→ **Task instructions**: Display every line of the records below that contains the word "query", copying each line unchanged.

━━━

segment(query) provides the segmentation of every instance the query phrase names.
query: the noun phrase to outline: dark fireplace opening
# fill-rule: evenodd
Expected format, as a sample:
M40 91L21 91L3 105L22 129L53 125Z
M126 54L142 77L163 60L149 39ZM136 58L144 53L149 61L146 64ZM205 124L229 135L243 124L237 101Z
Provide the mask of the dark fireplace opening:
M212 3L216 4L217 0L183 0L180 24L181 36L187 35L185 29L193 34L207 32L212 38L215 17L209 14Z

━━━

→ **Finished task**:
segment(query) provides the segmentation of every instance the query phrase names.
query: the noun phrase to outline: dark fireplace opening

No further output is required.